[Dataset entries]
BEGIN

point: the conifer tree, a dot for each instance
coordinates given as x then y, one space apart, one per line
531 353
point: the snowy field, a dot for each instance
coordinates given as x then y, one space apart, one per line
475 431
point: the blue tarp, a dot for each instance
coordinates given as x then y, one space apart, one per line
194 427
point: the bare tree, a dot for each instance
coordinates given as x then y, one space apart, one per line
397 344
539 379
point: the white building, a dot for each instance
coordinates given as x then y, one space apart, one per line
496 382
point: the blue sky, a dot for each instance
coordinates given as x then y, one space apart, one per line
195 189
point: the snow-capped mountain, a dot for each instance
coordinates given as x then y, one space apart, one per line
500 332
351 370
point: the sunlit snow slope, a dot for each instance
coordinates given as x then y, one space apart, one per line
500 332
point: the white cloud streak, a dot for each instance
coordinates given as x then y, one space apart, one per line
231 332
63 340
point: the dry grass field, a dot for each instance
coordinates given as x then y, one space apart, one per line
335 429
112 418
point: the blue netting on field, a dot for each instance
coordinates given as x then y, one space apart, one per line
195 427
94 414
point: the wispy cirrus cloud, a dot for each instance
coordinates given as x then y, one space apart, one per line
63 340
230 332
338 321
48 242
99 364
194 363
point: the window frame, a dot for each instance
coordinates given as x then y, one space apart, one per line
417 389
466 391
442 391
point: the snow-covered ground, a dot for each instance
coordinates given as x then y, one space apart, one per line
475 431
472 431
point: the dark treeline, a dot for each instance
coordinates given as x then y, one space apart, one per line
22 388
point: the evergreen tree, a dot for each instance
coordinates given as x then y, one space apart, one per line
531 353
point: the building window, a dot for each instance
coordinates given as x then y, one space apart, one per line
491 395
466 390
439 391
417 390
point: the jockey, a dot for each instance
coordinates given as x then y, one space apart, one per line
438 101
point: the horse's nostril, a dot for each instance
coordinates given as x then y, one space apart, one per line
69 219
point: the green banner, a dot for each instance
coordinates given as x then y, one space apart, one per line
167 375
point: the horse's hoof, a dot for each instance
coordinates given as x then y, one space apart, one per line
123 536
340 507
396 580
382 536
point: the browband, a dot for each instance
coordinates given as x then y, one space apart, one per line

END

* EXERCISE GOAL
Locate the lines above that contain "building" and copy them.

* EXERCISE ANSWER
point: the white building, a dot for each instance
point: the building window, a dot for each instance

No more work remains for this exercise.